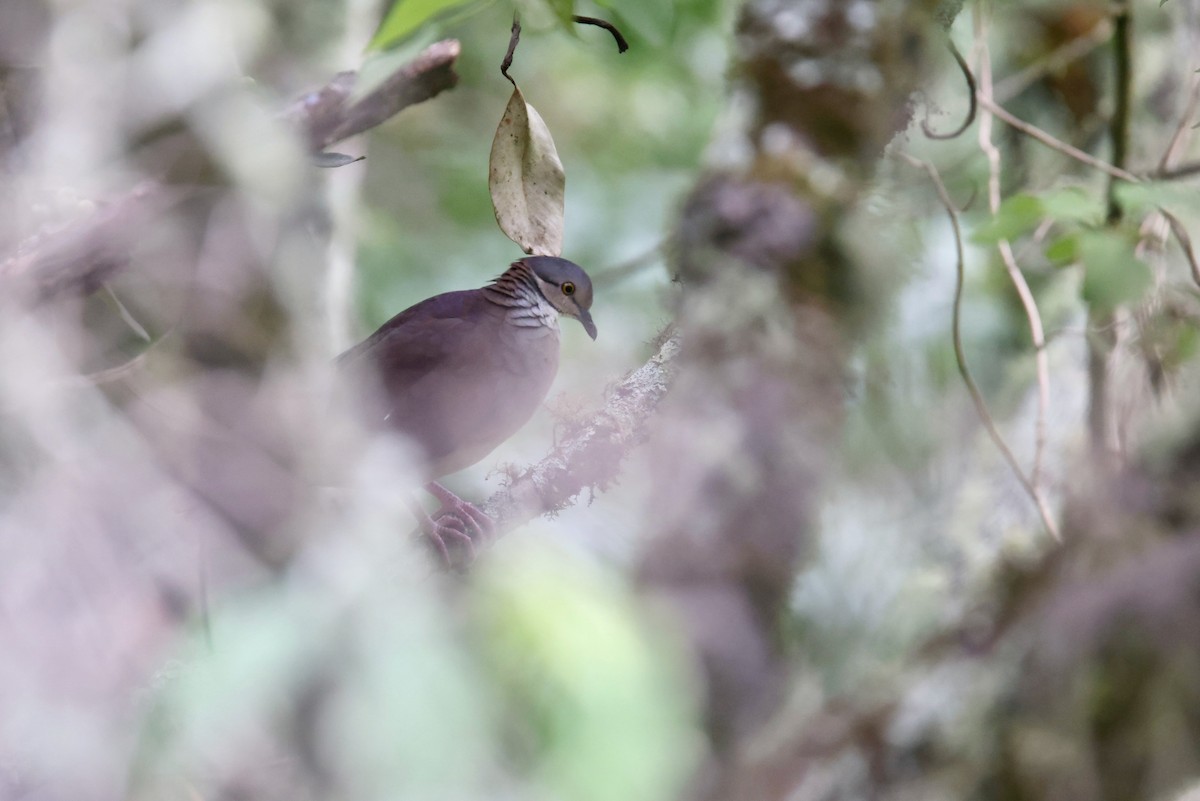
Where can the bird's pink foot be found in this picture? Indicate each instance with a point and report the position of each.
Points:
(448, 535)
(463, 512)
...
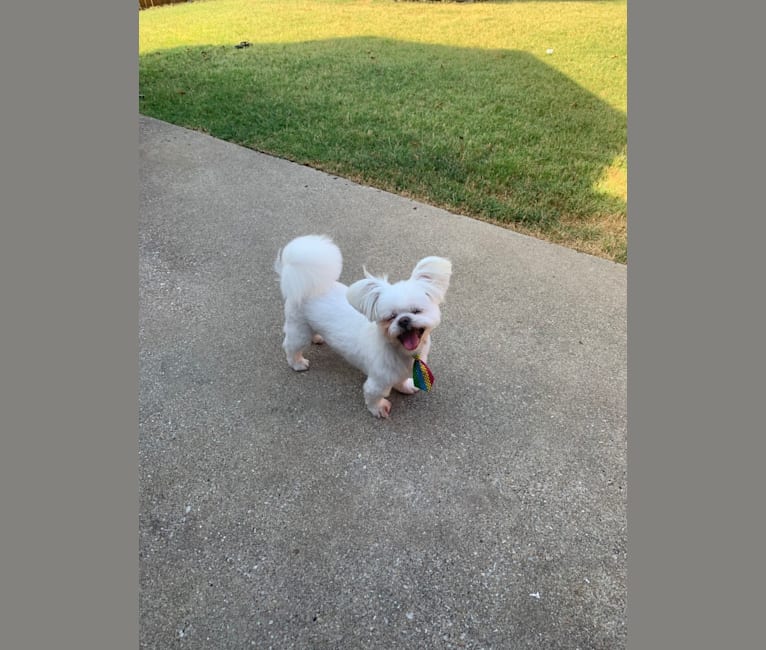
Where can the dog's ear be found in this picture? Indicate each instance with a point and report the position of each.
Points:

▶ GOAL OF THE EXERCISE
Answer with a number only: how many lines above have the word "picture"?

▶ SOLUTION
2